Document extract »
===

On April 10 we’ll be releasing our next album, From Age to Age, a collection of 14 new hymns for the church. We call them “hymns” because either they were based on or inspired by hymns of the past, or because the lyrics adhere to a metrical pattern in the verses. The songs also contain a theological richness that characterize most hymns.
One song I wrote for the album is called Glorious Christ. I unashamedly got the idea for the song from Chris Tomlin’s How Great is Our God, which seems to be sung throughout the world. I love how Chris’ song focuses on God’s character and works then draws out the appropriate response of magnifying the Lord in song and inviting others to join along. I thought, “I’d like to write a song like that that focuses specifically on Jesus.”
One day as I was reading the first chapter of Hebrews I was struck by how many ways the author highlights the preeminence and superiority of Christ. In just the first four verses we’re told that Jesus is:
- God’s Word to us (vs. 1)
- the heir of all things (vs. 2)
- the creator of the world (vs. 2)
- the radiance of the Father’s glory (vs. 3)
- the exact imprint of God’s nature (vs. 3)
- the one who upholds the universe (vs. 3)
- the one who made purification for our sins (vs. 3)
- now seated at God’s right hand (vs. 3)
- superior to angels (vs. 4)
Wow. While it’s biblical and right to worship God as the Trinity, the Father takes special delight when we honor His Son (Phil. 2:9-10). The Spirit has come for the purpose of glorifying Jesus (John 16:14). So it’s appropriate for us to seek to increase our understanding of, appreciation for, and commitment to proclaiming and cherishing how glorious Christ really is. And that’s what I was attempting to do when I wrote Glorious Christ.
When we were working on From Age to Age, Joel Sczebel had the idea of recording an acoustic version in the studio. So we played through the song a few times and ended up with the video below. That’s some of the Enfield guys on percussion (David Zimmer), mandolin (Wil Pearce), and acoustic (Ryan Foglesong). Joel played the other acoustic while I sat in (stood in?) on piano. Eric McAllister, currently one of our interns, sang vocals, although Dale Bischof sings it on the album. If you want to sample what’s on the album you can hear it on the iTunes pre-order page. Lyrics are below.

===

Problem statement » Pick up the piece about the song Glorious Christ after its final sentence and continue it.

Supplied entries »

===

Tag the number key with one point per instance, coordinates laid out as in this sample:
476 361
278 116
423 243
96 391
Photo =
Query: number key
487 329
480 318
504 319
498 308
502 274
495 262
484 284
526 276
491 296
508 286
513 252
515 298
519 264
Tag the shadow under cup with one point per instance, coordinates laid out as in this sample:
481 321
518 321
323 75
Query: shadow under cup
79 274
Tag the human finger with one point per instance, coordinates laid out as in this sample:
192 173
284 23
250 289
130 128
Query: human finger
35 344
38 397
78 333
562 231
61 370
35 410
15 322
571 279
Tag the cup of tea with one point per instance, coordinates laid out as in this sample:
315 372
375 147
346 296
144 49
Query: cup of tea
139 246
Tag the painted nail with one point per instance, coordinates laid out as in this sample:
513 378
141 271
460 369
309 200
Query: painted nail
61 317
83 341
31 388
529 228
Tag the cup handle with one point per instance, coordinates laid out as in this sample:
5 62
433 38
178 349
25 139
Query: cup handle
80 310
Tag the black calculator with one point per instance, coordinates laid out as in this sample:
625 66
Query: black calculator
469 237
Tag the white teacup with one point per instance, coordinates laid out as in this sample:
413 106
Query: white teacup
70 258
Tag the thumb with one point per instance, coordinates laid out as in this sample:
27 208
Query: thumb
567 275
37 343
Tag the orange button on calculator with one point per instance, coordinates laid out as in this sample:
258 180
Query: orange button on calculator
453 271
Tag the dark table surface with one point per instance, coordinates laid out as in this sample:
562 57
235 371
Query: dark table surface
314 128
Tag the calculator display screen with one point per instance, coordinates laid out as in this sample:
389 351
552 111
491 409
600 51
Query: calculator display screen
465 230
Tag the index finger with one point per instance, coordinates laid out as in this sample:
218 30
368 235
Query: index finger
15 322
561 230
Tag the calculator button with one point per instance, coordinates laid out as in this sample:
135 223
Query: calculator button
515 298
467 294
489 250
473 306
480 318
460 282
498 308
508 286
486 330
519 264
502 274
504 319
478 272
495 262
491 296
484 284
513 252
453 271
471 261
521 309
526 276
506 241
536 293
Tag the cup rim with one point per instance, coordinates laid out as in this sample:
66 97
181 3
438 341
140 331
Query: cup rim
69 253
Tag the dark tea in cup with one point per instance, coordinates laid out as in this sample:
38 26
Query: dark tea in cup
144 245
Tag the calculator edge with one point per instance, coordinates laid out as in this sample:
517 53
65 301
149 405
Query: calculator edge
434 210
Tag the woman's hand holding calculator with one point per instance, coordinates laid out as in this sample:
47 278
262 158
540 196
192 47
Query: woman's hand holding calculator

===

Output for this exercise »
The album comes out April 10, but you can pre-order it for only 5 bucks at our Bandcamp site.
The radiance of the Father
Before the dawn of time
You spoke and all creation came to be
The molecules and planets
Reveal Your great design
And every one was made so we could see
So we could see
You are the glorious Christ
The greatest of all delights
Your power is unequaled
Your love beyond all heights
No greater sacrifice
Than when You laid down Your life
We join the song of angels
Who praise You day and night
You left the air of heave
To breathe the dust of earth
And dwell among the outcast and the poor
You came to be forsaken
And died to take our curse
So You could be our joy forevermore
You’re seated now in heaven
Enthroned at God’s right hand
You’ve shattered death and freed us
From our fears
And though we cannot see You
You’re coming back again
And all will be made right when You appear
And all will be made right when You appear
By Bob Kauflin © 2012 Sovereign Grace Praise (BMI)
WOW! I love this! I am a worshiper at heart and in practice, I flag! Wow, this has really inspired me. It will be the first CD I’ve purchased in two years…… can’t wait!
Made the pre-order at Bandcamp the day before yesterday.
If the advance track ‘O My Soul Arise’ is any indication it’ll be a good ‘un.
Any chance the music scores for these will be ‘two pagers’ and not seven or nine? ;)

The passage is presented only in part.